* **SOURCE**
*-*-*

Larger attributes (again, might be files, might be other things) might not fit in the entry; these are called non-resident. Non-resident attributes are stored in clusters. The clusters are identified by runlists. Runlists are just lists of runs of contiguous clusters that hold the file. See Figure 11.6.

We know that the MFT is at 16K into this volume; let's use some UNIXy tools to pull out the first entry so that we can see offsets from zero in this entry:

dd if=simple.ntfs of=zeroth-mft-entry bs=1024 count=1 skip=16

...and take a look at it. See Table 13.1 on page 353.

It starts with the four byte sequence corresponding to ASCII "FILE" (or "BAAD" if there's an error on the disk in this entry). Let's find the first attribute. Its offset (from the start of the entry) is stored in bytes 20--21. Here, its value is 56.

Attributes: headers and contents

Let's skip to the attribute, which starts with a header in a standard format. See Tables 13.2--13.4. The first 16 bytes are the same in resident and non-resident attribute headers; after that they diverge.

The header starts with a four-byte type tag. Here, it's 16, which is a $STANDARD_INFORMATION header. This and $FILE_NAME (48) are two attributes that nearly every entry will have.

The next four bytes (4--7) tell us the length. Here it's 96; this means the next attribute starts at offset 56 + 96 = 152 from the start of the current MFT entry.

Byte 8 (offset from 56, remember, so byte 64 in the dump) tells us if the attribute is non-resident. Here it's zero, so this attribute is resident -- that is, it's embedded in the MFT entry.

(Discussion names for standard attributes? E.g., as ADS?)

Let's jump ahead to bytes 16--19 (the size, here 72) and bytes 20--21 (the offset, here 24) of this attribute. (Sanity check: 72 + 24 = 96, which is the size of the attribute.)

So you get the idea; Tables 13.5 and 13.6 tell you how to parse the $STANDARD_INFORMATION attribute's contents.

Let's look at the next attribute. We find it by skipping past the previous one. The previous one started at offset 56 and had a length of 96, so we need to skip ahed to byte 56 + 96 = 152 of the entry.

This one has type 48 ($FILE_NAME). Let's dig into this attribute. We see it's 104 bytes long, so let's pull it out using dd so we can see offsets from 0:

dd if=zeroth-mft-entry of=file_name_attribute bs=1 skip=152 count=104

The first four bytes tell us the type (48); the next four are the length (104 bytes). This attribute is also non-resident. Let's skip ahead to bytes 20--21, which are the offset (from the start of the attribute) to the content. Here, it's 24, so let's go there.

The $FILE_NAME attribute is described in Table 13.7 on page 362. I'm going to use Hex Fiend to do the extraction here, but it's the same as using dd previously, or as slicing a sequence of bytes or seek()ing in Python.

*-*-*

* **STORED DATA**
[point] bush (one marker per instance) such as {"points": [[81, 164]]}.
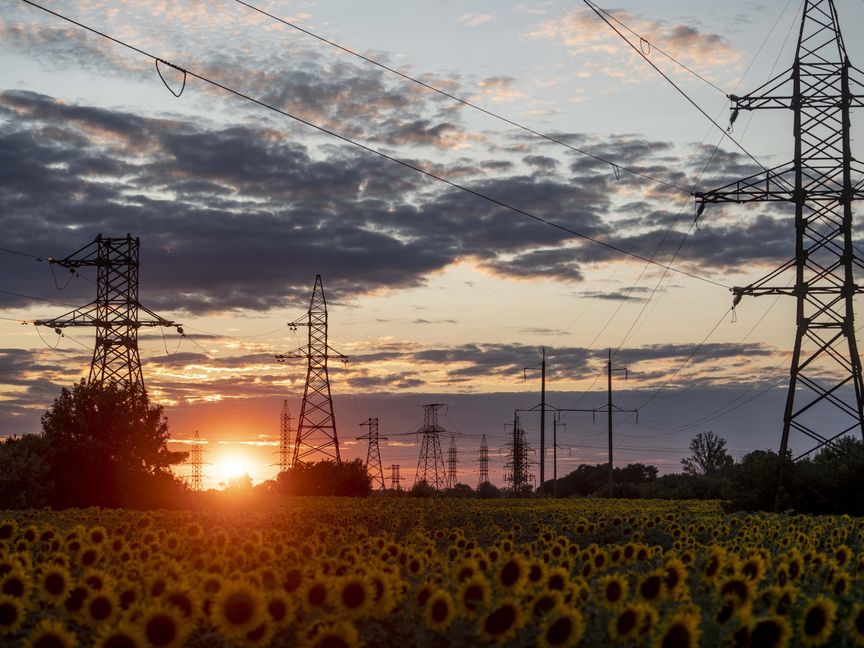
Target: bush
{"points": [[345, 478]]}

*-*-*

* **AIM**
Reproduce the passage on NTFS attributes word for word, from "dd if=simple.ntfs of=zeroth-mft-entry" through "that they diverge.".

* **RESULT OF THE TASK**
dd if=simple.ntfs of=zeroth-mft-entry bs=1024 count=1 skip=16

...and take a look at it. See Table 13.1 on page 353.

It starts with the four byte sequence corresponding to ASCII "FILE" (or "BAAD" if there's an error on the disk in this entry). Let's find the first attribute. Its offset (from the start of the entry) is stored in bytes 20--21. Here, its value is 56.

Attributes: headers and contents

Let's skip to the attribute, which starts with a header in a standard format. See Tables 13.2--13.4. The first 16 bytes are the same in resident and non-resident attribute headers; after that they diverge.